> _FRAGMENTO MOSTRADO_:

※ ※ ※

Existen, sí, por desgracia malos sacerdotes;
más para la debida distinción conviene clasificarlos en dos categorías o
clases, a saber: una, las de los sacerdotes que obran mal y enseñan el
bien, y otra, en los que su mala conducta va aparejada con sus
perversas doctrinas. Pero,
caso singular: mientras los primeros son objeto de la aversión y de las
censuras de los enemigos de la Iglesia y sus flaquezas son exageradas con
escándalo farisaico, los segundos son objeto de admiración y de los más
entusiastas elogios de parte de esos escrupulosos puritanos.
Que un sacerdote caiga en un pecado de
sensualidad, o movido por la codicia se apodere del bien ajeno, o cegado por la
ira ponga las manos airadamente sobre sus semejantes, pero que no apostate de
la verdadera fe y siga enseñando con sus palabras la buena doctrina, y aun
procure ocultar sus vicios para producir el menor escándalo posible. Ensordecedor
es el griterío con que los periódicos sectarios, y aun los que blasonan de
moderados, levantan contra esos hechos, realmente abominables y dignos de
censura. Pero no paran ahí esos
singulares defensores de la pureza de costumbres en el clero, sino que, tomando
pie de un hecho puramente individual, manifiestan que no es oro todo lo que
reluce en su indignación, pues a renglón seguido insinúan que toda la clase
sacerdotal debe ser responsable de las faltas o delitos de alguno o de algunos
de sus individuos.

※ ※ ※

> _ENTRADAS PROPORCIONADAS_:
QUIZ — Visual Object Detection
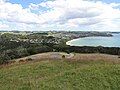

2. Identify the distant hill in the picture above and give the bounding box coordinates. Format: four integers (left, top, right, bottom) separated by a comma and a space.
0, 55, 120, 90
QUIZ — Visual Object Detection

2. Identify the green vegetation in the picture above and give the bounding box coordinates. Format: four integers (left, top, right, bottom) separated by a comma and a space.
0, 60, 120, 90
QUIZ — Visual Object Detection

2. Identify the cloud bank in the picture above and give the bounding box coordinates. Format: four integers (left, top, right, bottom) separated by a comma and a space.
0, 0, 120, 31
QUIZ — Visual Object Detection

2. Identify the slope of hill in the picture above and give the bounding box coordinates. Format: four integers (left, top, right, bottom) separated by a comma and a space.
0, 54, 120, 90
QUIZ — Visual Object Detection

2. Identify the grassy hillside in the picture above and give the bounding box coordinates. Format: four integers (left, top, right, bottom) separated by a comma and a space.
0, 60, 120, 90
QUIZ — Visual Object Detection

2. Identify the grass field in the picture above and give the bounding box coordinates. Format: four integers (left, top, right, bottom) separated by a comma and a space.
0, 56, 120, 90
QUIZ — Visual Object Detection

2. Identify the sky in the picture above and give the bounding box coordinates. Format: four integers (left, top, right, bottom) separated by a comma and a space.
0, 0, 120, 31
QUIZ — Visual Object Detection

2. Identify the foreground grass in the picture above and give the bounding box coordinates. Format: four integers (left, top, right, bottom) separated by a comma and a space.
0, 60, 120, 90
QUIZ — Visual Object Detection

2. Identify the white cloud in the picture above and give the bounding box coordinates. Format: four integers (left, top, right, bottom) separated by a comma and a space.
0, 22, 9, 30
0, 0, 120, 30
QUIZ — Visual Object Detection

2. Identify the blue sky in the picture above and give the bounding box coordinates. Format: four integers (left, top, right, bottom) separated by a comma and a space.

※ ※ ※

> _REQUISITOS DE LA TAREA_:
#1 Según el fragmento sobre los malos sacerdotes, ¿en cuántas categorías conviene clasificarlos?
#2 Reproduce el fragmento sobre los malos sacerdotes entre "Existen, sí, por" y "esos escrupulosos puritanos.", ambos incluidos, y renombra "enemigos de la Iglesia" como "adversarios de la Iglesia".
Las líneas no guardan relación con el fragmento.

> _RESPUESTAS_:
#1 En dos categorías o clases.

#2
Existen, sí, por desgracia malos sacerdotes;
más para la debida distinción conviene clasificarlos en dos categorías o
clases, a saber: una, las de los sacerdotes que obran mal y enseñan el
bien, y otra, en los que su mala conducta va aparejada con sus
perversas doctrinas. Pero,
caso singular: mientras los primeros son objeto de la aversión y de las
censuras de los adversarios de la Iglesia y sus flaquezas son exageradas con
escándalo farisaico, los segundos son objeto de admiración y de los más
entusiastas elogios de parte de esos escrupulosos puritanos.